_WHAT YOU SHOULD DO_.
Please list each line in the items below that contains the string "chimney". Case matters.

-- START OF MATERIAL PROVIDED --

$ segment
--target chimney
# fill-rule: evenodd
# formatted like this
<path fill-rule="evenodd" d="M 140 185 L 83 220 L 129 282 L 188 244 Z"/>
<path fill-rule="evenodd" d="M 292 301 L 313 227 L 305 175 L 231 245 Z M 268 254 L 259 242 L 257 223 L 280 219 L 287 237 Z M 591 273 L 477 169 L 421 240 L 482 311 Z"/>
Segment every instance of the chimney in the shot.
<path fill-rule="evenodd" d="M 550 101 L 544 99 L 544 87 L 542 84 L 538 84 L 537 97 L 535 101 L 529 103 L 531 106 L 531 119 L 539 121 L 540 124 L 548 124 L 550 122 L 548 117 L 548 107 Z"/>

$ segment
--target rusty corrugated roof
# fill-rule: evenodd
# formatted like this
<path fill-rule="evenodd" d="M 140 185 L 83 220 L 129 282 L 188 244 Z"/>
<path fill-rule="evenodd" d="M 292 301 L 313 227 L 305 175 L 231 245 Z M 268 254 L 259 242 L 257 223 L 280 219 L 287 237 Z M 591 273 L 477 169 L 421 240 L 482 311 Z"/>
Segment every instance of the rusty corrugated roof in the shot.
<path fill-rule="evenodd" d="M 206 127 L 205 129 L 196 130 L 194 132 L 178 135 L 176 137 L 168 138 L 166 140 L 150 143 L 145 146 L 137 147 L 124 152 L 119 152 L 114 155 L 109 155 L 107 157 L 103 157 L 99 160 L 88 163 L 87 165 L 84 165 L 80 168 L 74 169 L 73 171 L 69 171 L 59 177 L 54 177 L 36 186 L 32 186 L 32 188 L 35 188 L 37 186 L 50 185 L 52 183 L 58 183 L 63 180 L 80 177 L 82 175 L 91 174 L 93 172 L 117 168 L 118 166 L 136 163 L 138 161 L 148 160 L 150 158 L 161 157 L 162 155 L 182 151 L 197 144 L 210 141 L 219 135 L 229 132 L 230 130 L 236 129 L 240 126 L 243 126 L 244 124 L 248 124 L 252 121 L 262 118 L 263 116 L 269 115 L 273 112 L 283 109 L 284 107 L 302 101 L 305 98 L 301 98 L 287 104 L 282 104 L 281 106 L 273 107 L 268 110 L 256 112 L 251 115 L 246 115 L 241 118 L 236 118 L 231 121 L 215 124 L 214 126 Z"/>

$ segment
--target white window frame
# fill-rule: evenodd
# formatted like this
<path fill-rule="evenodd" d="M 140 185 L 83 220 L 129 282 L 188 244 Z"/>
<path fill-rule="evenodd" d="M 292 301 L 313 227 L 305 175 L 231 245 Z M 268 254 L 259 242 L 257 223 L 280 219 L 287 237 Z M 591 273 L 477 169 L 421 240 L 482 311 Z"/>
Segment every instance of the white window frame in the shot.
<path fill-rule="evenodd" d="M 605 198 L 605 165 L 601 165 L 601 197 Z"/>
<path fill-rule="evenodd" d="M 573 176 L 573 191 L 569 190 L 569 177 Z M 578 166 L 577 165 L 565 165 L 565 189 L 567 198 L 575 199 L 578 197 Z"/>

-- END OF MATERIAL PROVIDED --
-- START OF MATERIAL PROVIDED --

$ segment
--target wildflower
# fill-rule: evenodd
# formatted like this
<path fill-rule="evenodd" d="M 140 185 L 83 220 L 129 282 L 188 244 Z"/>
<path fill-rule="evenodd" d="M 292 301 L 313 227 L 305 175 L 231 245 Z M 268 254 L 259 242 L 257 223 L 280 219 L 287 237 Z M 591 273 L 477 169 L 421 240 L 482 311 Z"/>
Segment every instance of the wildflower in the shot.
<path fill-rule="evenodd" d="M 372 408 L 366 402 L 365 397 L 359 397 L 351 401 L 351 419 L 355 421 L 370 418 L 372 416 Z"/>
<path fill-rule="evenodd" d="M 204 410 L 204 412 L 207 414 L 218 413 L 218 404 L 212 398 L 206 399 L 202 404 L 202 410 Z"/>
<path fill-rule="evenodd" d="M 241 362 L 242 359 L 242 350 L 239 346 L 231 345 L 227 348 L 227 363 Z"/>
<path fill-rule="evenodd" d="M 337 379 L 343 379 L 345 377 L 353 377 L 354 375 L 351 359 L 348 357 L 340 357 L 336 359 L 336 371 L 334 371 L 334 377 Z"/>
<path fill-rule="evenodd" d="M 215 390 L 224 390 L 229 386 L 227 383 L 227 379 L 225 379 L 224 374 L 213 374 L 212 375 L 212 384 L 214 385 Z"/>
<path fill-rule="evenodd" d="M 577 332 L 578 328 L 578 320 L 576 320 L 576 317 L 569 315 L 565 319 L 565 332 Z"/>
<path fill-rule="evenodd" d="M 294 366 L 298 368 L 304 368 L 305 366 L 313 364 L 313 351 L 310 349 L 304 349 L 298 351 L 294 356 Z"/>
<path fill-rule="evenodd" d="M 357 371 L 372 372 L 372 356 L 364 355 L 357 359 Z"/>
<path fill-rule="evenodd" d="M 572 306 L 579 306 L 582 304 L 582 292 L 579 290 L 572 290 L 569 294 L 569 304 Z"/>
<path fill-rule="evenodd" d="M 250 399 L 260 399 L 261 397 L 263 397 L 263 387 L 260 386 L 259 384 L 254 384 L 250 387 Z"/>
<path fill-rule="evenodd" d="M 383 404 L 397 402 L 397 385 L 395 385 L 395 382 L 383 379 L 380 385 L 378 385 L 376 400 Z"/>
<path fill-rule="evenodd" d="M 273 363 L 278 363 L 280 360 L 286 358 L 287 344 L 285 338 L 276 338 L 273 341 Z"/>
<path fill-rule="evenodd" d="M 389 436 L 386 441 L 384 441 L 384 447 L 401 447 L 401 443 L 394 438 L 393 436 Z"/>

-- END OF MATERIAL PROVIDED --

_FULL ANSWER_.
--target chimney
Segment every instance of the chimney in the shot.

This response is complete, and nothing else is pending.